| CONSIGNA |
Escribe la continuación del discurso de agradecimiento por el premio a partir de su última oración.

| SELECCIÓN |
Por FEDERICO PACANINS
Distinguidos miembros directivos de la Fundación Fernando Gómez.
Autoridades de la Universidad Católica Andrés Bello.
Amigos y compañeros del arte dramático.
Querida esposa, hijas y familiares presentes.
Señoras y señores.
La gratitud acaso sea uno de los sentimientos de más refinada dimensión humana y -¿por qué no decirlo?-, de mayor grandilocuencia dramática. Dar las gracias, agradecer, bien toma cuenta de no estar solo en el camino de los logros personales. De estar agraciadamente acompañado en actos plenos de destrezas y ánimo colectivo. Para muestra esta especial reunión y, de cierto, la recepción de este premio.
En la soledad del esfuerzo individual tal vez se logren creaciones propias de algunas artes: la pintura, la poesía y la creación literaria son ejemplos de la actividad solitaria, en muchos casos plenamente lograda. Pero la expresión de las artes escénicas, nunca se debe al quehacer solitario. Son artes gregarias, de trabajo mancomunado. Sin ese esfuerzo de aquel “todos para uno y uno para todos”, pues la culminación de la creación dramática no es posible. De modo que este premio llega a mi nombre, pero apunta al reconocimiento de todos los que han estado conmigo a través de los años. De los productores, escritores, actores, diseñadores, directores de arte, vestuaristas, escenógrafos, tramoyistas, maquillistas, ayudantes y ese maravilloso etcétera que ha aceptado nuestro rol de dramaturgo, productor o director en unos treinta años recorridos profesionalmente. Para todos ellos, la buena nueva del galardón, que lleva el nombre de un actor cuyo ejemplo de constancia deja el mejor aliento imaginable.

| LISTADO PROPORCIONADO |
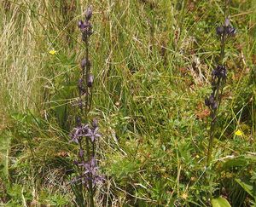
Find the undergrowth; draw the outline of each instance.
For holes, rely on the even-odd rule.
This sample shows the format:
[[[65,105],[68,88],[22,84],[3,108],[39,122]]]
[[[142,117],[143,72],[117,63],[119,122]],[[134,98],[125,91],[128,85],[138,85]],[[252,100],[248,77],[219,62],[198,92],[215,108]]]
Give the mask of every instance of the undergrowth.
[[[79,147],[69,132],[84,56],[77,22],[88,4],[0,2],[0,205],[76,205],[70,182]],[[98,119],[105,178],[96,206],[255,205],[255,0],[230,1],[237,33],[225,48],[210,169],[204,99],[219,58],[223,1],[90,4],[88,117]]]

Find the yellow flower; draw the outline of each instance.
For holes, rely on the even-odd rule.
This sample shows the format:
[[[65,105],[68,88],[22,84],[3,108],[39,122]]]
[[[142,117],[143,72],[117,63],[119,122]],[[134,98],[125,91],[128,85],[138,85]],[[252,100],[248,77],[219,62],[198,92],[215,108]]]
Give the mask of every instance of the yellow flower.
[[[57,52],[57,51],[55,50],[54,49],[49,51],[49,53],[50,55],[55,55],[56,52]]]
[[[241,130],[236,130],[236,132],[235,132],[235,135],[242,135],[242,132],[241,131]]]

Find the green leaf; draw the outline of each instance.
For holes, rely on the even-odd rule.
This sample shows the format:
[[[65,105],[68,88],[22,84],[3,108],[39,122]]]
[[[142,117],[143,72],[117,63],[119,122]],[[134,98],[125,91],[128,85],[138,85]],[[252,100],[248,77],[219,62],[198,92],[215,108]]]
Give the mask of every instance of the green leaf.
[[[249,181],[242,181],[241,179],[235,179],[235,181],[253,198],[256,198],[256,187]]]
[[[231,207],[227,199],[222,197],[212,199],[212,207]]]

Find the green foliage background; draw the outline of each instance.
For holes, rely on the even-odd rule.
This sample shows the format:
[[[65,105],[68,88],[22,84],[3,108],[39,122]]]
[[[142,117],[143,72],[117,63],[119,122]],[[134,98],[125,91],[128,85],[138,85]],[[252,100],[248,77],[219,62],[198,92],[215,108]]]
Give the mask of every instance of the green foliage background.
[[[0,2],[0,205],[75,205],[69,181],[78,149],[68,135],[84,48],[76,26],[88,3]],[[223,1],[90,4],[90,118],[99,120],[97,159],[106,175],[97,205],[209,206],[222,197],[231,206],[253,206],[255,0],[230,1],[238,32],[226,49],[211,170],[204,98],[219,57]]]

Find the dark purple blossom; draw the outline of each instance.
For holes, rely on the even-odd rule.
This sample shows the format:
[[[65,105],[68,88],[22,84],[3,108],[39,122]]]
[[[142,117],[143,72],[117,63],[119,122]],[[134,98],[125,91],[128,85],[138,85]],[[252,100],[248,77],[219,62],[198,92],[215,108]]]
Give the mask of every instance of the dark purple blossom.
[[[88,7],[85,11],[85,20],[90,20],[92,16],[92,9],[91,7]]]
[[[92,87],[92,83],[93,83],[93,79],[94,79],[94,77],[92,74],[90,74],[89,77],[88,77],[88,81],[87,81],[87,86],[88,87]]]
[[[236,33],[236,29],[231,26],[229,18],[226,18],[224,26],[216,28],[216,33],[220,37],[234,36]]]
[[[88,134],[88,124],[82,124],[80,126],[76,127],[73,129],[72,134],[71,134],[71,141],[74,141],[77,144],[79,143],[80,139],[83,136],[86,136]]]

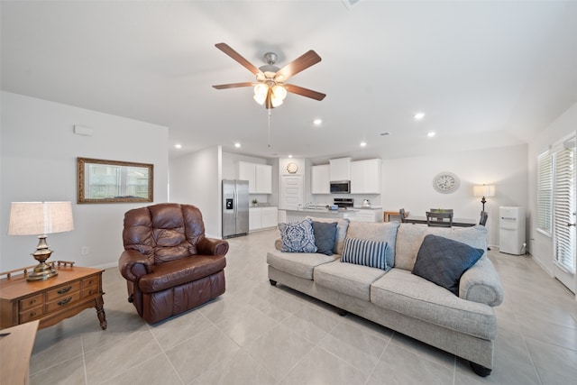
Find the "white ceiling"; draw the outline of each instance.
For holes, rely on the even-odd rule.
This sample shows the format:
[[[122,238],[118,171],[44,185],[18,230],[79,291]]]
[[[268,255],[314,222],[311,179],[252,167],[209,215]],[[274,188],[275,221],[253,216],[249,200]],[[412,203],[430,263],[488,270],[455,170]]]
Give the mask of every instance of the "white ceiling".
[[[514,145],[577,102],[574,1],[346,5],[2,1],[1,87],[168,126],[170,156],[216,144],[313,160]],[[289,83],[327,96],[289,94],[271,110],[269,147],[252,88],[211,87],[253,80],[217,42],[257,67],[267,51],[283,67],[315,50],[322,61]]]

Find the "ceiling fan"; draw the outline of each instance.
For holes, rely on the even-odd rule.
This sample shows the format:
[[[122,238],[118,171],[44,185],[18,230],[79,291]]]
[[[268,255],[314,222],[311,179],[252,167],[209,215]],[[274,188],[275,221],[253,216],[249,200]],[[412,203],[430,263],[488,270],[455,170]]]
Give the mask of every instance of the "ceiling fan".
[[[229,47],[228,44],[220,42],[215,44],[215,46],[256,76],[256,82],[213,86],[216,89],[254,87],[254,100],[261,105],[264,105],[268,110],[282,105],[287,96],[287,92],[310,97],[315,100],[323,100],[326,96],[320,92],[313,91],[312,89],[285,83],[290,77],[321,61],[320,56],[312,50],[297,58],[282,69],[274,65],[278,59],[277,54],[274,52],[267,52],[264,55],[267,64],[258,69]]]

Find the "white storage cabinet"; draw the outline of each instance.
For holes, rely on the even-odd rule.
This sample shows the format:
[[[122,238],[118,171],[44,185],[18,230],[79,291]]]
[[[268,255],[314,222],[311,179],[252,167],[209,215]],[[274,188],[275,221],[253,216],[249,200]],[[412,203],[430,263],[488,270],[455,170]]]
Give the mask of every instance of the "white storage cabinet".
[[[380,194],[380,160],[351,162],[351,194]]]

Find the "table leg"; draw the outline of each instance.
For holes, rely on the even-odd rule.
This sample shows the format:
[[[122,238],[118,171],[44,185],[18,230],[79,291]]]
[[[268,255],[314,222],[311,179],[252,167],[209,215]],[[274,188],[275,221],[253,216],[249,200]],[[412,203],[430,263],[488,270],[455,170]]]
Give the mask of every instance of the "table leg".
[[[96,305],[96,316],[98,316],[98,320],[100,321],[100,327],[102,330],[106,329],[106,313],[105,313],[105,300],[102,298],[102,296],[96,297],[95,299]]]

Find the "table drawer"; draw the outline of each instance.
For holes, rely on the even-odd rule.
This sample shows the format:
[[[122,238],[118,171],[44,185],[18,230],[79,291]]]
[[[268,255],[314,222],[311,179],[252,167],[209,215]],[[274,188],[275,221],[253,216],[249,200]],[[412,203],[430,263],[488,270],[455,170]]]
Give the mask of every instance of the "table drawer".
[[[33,321],[34,319],[38,319],[44,315],[44,307],[40,306],[38,307],[29,308],[24,311],[20,312],[20,320],[19,324],[23,324],[25,322]]]
[[[69,305],[74,305],[76,302],[78,302],[78,300],[80,300],[80,292],[79,291],[76,291],[72,294],[69,294],[68,296],[62,296],[62,298],[60,298],[56,300],[53,300],[51,302],[48,302],[46,304],[46,312],[50,313],[52,311],[56,311],[59,310],[66,306],[69,306]]]
[[[35,296],[28,297],[24,299],[21,299],[20,301],[18,301],[20,311],[23,312],[24,310],[28,310],[30,308],[42,305],[44,303],[43,298],[44,296],[41,293]]]
[[[46,299],[53,301],[61,297],[69,297],[75,291],[80,291],[80,281],[70,282],[66,285],[59,286],[46,292]]]

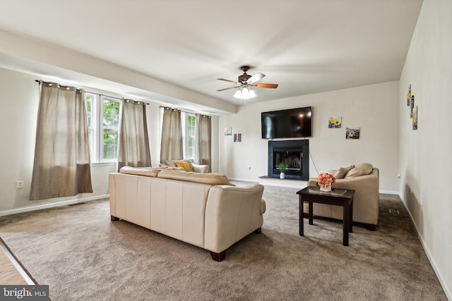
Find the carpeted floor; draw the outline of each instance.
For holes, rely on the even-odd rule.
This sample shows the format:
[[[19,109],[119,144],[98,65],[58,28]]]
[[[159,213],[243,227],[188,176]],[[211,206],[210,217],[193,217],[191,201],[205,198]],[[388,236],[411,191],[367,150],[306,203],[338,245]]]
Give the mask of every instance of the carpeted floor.
[[[0,217],[0,236],[53,300],[447,300],[398,197],[380,195],[376,231],[304,221],[298,189],[266,186],[261,234],[216,262],[126,221],[108,200]],[[396,209],[400,214],[389,213]]]

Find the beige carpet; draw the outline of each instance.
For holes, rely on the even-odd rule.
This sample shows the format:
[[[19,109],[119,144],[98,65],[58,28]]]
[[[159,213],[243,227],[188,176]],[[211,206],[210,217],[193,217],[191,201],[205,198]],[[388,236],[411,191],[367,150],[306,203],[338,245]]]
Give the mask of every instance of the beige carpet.
[[[305,220],[297,189],[266,186],[261,234],[216,262],[131,223],[108,201],[0,217],[0,236],[54,300],[446,300],[398,197],[381,195],[376,231]],[[396,209],[400,214],[389,213]]]

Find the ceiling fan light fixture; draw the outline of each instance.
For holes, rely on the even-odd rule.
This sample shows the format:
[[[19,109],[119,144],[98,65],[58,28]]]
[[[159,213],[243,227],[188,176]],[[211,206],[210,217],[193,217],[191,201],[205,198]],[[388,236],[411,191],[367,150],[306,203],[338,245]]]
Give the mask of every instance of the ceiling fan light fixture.
[[[241,87],[235,92],[234,97],[239,99],[249,99],[256,97],[256,92],[249,87]]]

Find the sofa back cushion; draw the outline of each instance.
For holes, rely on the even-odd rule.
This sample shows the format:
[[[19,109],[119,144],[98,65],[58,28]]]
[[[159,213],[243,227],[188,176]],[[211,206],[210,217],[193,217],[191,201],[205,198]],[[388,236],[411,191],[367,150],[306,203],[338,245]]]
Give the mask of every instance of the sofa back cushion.
[[[158,173],[165,169],[159,167],[131,167],[124,166],[119,170],[121,173],[128,175],[144,176],[146,177],[156,178]]]
[[[343,179],[345,175],[347,174],[347,173],[351,171],[352,168],[353,168],[354,167],[355,167],[355,165],[353,164],[347,167],[341,167],[338,170],[335,171],[335,172],[333,173],[334,176],[337,179]]]
[[[157,176],[158,178],[200,183],[203,184],[230,185],[234,186],[234,184],[229,181],[227,177],[222,173],[200,173],[192,171],[186,172],[165,169],[160,172]]]
[[[344,178],[354,178],[359,176],[369,175],[372,172],[373,168],[374,166],[370,163],[362,163],[355,166],[354,168],[350,169]]]

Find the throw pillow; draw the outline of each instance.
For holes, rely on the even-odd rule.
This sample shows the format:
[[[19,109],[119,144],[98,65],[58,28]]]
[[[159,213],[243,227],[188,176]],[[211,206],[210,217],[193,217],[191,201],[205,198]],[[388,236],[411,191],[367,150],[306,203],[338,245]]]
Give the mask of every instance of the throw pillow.
[[[357,165],[354,168],[352,168],[348,173],[347,173],[345,178],[354,178],[359,176],[369,175],[372,172],[373,168],[374,166],[372,166],[372,164],[370,163],[362,163]]]
[[[168,166],[177,167],[177,165],[176,164],[176,160],[167,160],[165,163]]]
[[[177,167],[182,167],[185,171],[190,171],[190,166],[187,162],[184,161],[177,161],[176,162]]]
[[[341,167],[338,170],[334,176],[336,177],[337,179],[343,179],[347,173],[348,173],[352,168],[355,167],[355,165],[352,164],[348,167]]]

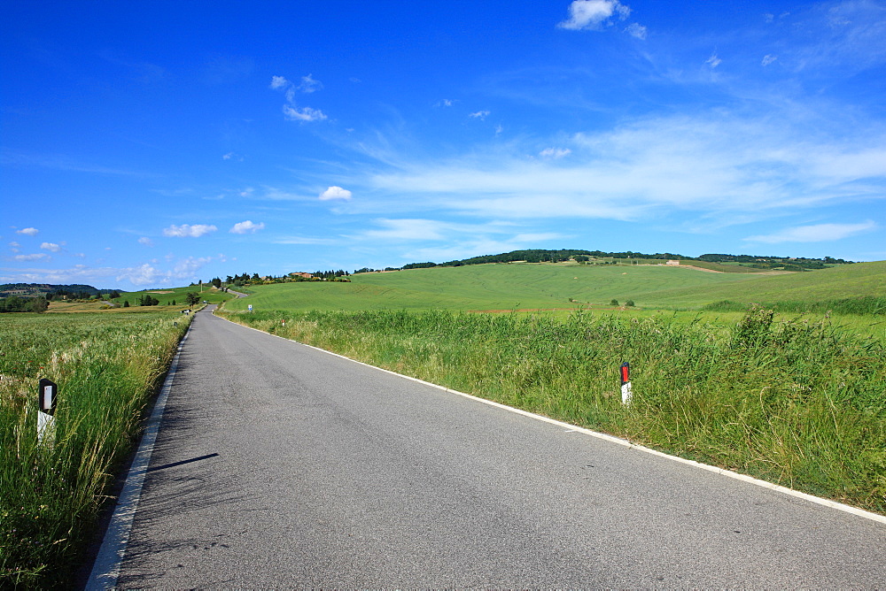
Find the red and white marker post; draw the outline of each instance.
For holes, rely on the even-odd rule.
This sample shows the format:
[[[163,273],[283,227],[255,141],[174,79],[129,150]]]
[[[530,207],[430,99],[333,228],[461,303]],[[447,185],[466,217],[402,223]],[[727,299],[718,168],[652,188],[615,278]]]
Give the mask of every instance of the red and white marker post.
[[[46,378],[37,390],[37,444],[51,449],[55,445],[55,406],[58,387]]]
[[[625,362],[621,365],[621,403],[630,404],[633,395],[631,393],[631,365]]]

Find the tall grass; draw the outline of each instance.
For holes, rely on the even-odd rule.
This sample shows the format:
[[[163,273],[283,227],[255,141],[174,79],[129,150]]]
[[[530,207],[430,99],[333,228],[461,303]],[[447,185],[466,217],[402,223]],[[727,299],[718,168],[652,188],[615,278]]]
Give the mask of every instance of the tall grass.
[[[229,313],[235,321],[886,513],[886,347],[829,320],[575,312]],[[283,324],[285,320],[285,326]],[[633,370],[621,404],[618,368]]]
[[[71,584],[186,329],[158,312],[0,318],[0,587]],[[52,447],[35,436],[43,377],[58,385]]]

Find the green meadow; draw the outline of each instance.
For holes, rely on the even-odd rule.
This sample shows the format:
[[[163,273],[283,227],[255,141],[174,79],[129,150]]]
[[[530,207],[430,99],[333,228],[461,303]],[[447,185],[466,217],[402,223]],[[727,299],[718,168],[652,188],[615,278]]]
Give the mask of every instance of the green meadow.
[[[283,283],[253,286],[248,299],[229,310],[470,310],[612,307],[632,300],[638,307],[672,305],[669,294],[696,294],[683,306],[709,303],[711,288],[742,284],[753,273],[717,273],[655,265],[490,264],[360,273],[350,283]],[[772,279],[772,277],[768,277]],[[722,298],[721,298],[722,299]]]
[[[73,585],[190,319],[155,306],[0,315],[0,588]],[[41,378],[58,385],[51,446],[36,436]]]
[[[723,266],[723,265],[721,265]],[[886,262],[802,273],[725,273],[657,265],[490,264],[360,273],[350,283],[253,286],[245,310],[699,310],[728,300],[742,304],[820,302],[886,294]]]
[[[221,313],[886,513],[886,262],[781,274],[492,264],[252,291]],[[619,395],[624,361],[630,405]]]
[[[886,262],[788,274],[514,263],[351,280],[201,299],[269,333],[886,513]],[[128,308],[0,316],[0,587],[70,582],[190,292],[199,286],[122,294]],[[138,306],[145,294],[159,304]],[[35,438],[41,377],[61,392],[51,449]]]

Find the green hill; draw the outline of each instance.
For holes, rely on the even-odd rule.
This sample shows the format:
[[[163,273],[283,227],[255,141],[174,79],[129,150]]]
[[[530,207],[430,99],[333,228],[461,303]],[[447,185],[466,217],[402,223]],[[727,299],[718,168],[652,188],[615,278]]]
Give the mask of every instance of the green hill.
[[[612,307],[697,309],[741,303],[813,302],[886,294],[886,261],[782,275],[718,273],[654,265],[476,265],[359,273],[350,283],[255,286],[229,310],[515,310]]]
[[[675,288],[658,294],[670,305],[691,306],[699,301],[692,288]],[[813,272],[750,276],[741,283],[710,286],[708,303],[731,300],[742,303],[807,302],[851,297],[886,296],[886,261],[844,265]]]
[[[692,305],[710,300],[704,293],[723,283],[743,282],[743,273],[711,273],[693,269],[647,265],[549,264],[477,265],[411,269],[351,276],[350,283],[284,283],[256,286],[247,300],[259,310],[514,310],[610,306],[613,299],[638,306],[667,305],[657,292],[695,290]]]

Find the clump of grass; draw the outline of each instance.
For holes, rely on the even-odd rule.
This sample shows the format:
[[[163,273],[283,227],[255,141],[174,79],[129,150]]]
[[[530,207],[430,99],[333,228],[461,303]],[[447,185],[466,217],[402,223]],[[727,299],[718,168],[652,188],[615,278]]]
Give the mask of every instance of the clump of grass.
[[[0,319],[0,587],[70,585],[186,329],[157,312]],[[36,440],[42,377],[58,385],[52,447]]]
[[[753,307],[735,324],[449,311],[229,314],[455,389],[886,513],[886,347]],[[282,320],[285,319],[285,326]],[[618,367],[631,363],[633,403]]]

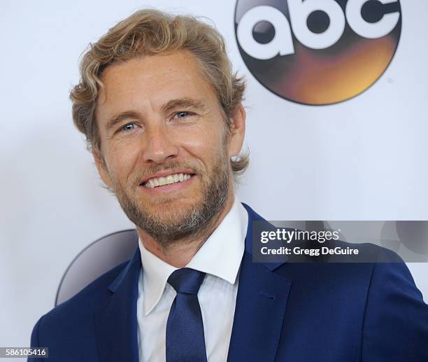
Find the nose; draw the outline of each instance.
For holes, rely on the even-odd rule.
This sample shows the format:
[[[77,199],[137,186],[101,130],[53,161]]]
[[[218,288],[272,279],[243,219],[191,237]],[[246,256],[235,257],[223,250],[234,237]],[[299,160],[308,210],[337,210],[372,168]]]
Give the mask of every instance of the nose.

| RESPUESTA FINAL |
Fernando Gómez encarnó pasión, intelecto y destreza en escena, también dejó saber la constancia de ejercer su oficio en la Caracas nuestra, esa que le dio oportunidad hasta ya bien entrado en sus 90 años. El doctor Gómez –guaireño y caraqueño, refinado y constante-, nos lustra a todos con su nombre, por cierto muy bien representado en los dignos miembros de la Fundación y en quienes ya han recibido el premio.
Hace ya bastantes años tuve la oportunidad de vivir un proceso que explica el comienzo del tránsito por las artes. En mi juventud caminar frente del Teatro Municipal daba la oportunidad de contemplar un icono arquitectónico de la ciudad que, de paso, impulsaba a curiosear lo qué ocurría allá adentro. Pasé de largo por su fachada una y otra vez, hasta que de pronto llegó el luminoso momento de atreverse. De tomar la iniciativa de entrar, de revisar la promesa de futuro inmediato anunciada en los carteles y presenciar, por ejemplo, algún montaje de ópera o de los espectáculos teatrales ofrecidos por compañías nacionales o Internacionales.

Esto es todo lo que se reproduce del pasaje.